_Trecho fornecido:_
* * *

Parlamentares e a ala política do governo articulam uma derrubada parcial dos vetos impostos pelo presidente Jair Bolsonaro ao Orçamento de 2021, com o objetivo de retomar gastos com obras e investimentos que acabaram ficando sem recursos, segundo apurou o Estadão/Broadcast.
Para reacomodar essas despesas, o próprio líder do governo no Congresso, senador Eduardo Gomes (MDB-TO), enviou um ofício ao Ministério da Economia dizendo que avalia ser "desnecessária" a recomposição de R$ 1,077 bilhão em gastos obrigatórios como seguro-defeso (pago a pescadores artesanais).
Gomes também questiona a necessidade de recompor R$ 2,629 bilhões em gastos com seguro-desemprego, dada, segundo ele, a recriação do programa que permite redução de jornada e salário ou suspensão de contrato de trabalhadores. O líder do governo é o relator do projeto de lei enviado pelo governo para recompor as despesas obrigatórias em R$ 19,8 bilhões após "maquiagens" feitas pelos parlamentares durante a votação do Orçamento.

* * *

_Dados de entrada:_

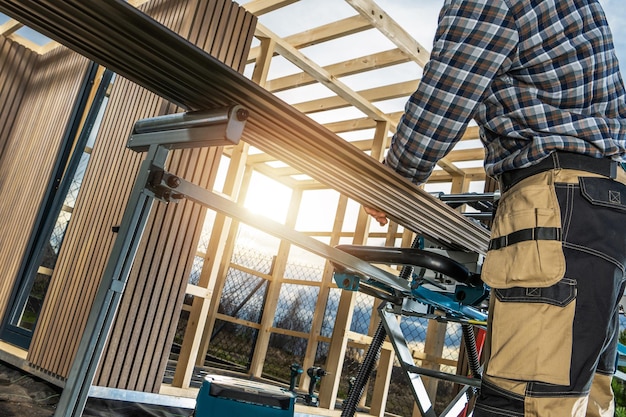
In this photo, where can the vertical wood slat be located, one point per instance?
(147, 350)
(31, 147)
(16, 68)
(89, 238)
(138, 347)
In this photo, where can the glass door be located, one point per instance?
(56, 210)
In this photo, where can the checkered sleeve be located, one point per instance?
(473, 40)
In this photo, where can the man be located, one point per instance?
(541, 79)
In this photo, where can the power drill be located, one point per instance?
(315, 373)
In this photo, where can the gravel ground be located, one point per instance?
(22, 395)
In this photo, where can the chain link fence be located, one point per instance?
(244, 298)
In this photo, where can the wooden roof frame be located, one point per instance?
(368, 16)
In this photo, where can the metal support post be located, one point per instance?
(405, 357)
(109, 294)
(157, 135)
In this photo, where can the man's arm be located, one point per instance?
(473, 40)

* * *

_Atividades:_
**A)** Na reportagem sobre os vetos ao Orçamento de 2021, de quanto é a recomposição das despesas obrigatórias prevista no projeto de lei enviado pelo governo?
**B)** Reproduza o trecho da reportagem sobre os vetos ao Orçamento de 2021 entre "Para reacomodar essas" e "votação do Orçamento.", inclusive.
**C)** Dê sequência à reportagem sobre os vetos ao Orçamento de 2021 a partir de onde ela termina.

_Resultados esperados:_
**A)** R$ 19,8 bilhões.

**B)**
Para reacomodar essas despesas, o próprio líder do governo no Congresso, senador Eduardo Gomes (MDB-TO), enviou um ofício ao Ministério da Economia dizendo que avalia ser "desnecessária" a recomposição de R$ 1,077 bilhão em gastos obrigatórios como seguro-defeso (pago a pescadores artesanais).
Gomes também questiona a necessidade de recompor R$ 2,629 bilhões em gastos com seguro-desemprego, dada, segundo ele, a recriação do programa que permite redução de jornada e salário ou suspensão de contrato de trabalhadores. O líder do governo é o relator do projeto de lei enviado pelo governo para recompor as despesas obrigatórias em R$ 19,8 bilhões após "maquiagens" feitas pelos parlamentares durante a votação do Orçamento.

**C)**
A sessão do Congresso para examinar os vetos do Planalto ao Orçamento está prevista, inicialmente, para amanhã.
O documento, obtido pelo Estadão/Broadcast, foi na verdade elaborado dentro do Ministério do Desenvolvimento Regional, segundo evidências coletadas pela reportagem. Nas propriedades do documento, o nome do autor é Helder Melillo Lopes Cunha Silva, nomeado hoje como secretário executivo adjunto do MDR. Antes, ele era diretor do Departamento de Produção Habitacional da pasta.
O MDR é um dos principais interessados na articulação para recompor menos as despesas obrigatórias, pois assim vê espaço para recuperar recursos para a continuidade de obras, inclusive as do programa habitacional Casa Verde e Amarela, que ficou com verbas zeradas após o veto ao Orçamento.
A pasta é comandada por Rogério Marinho, a quem o ministro da Economia, Paulo Guedes, costuma se referir como "fura-teto", devido a tentativas de manobra para gastar mais com investimentos e obras. Já o MDR faz críticas nos bastidores à atuação da Economia, de forma "independente", em relação a orientações do próprio Bolsonaro de não cortar recursos para obras em andamento. Marinho e Guedes têm uma desavença antiga.
Procurado, o MDR não se manifestou. A reportagem tentou entrar em contato com o líder do governo, mas não houve retorno.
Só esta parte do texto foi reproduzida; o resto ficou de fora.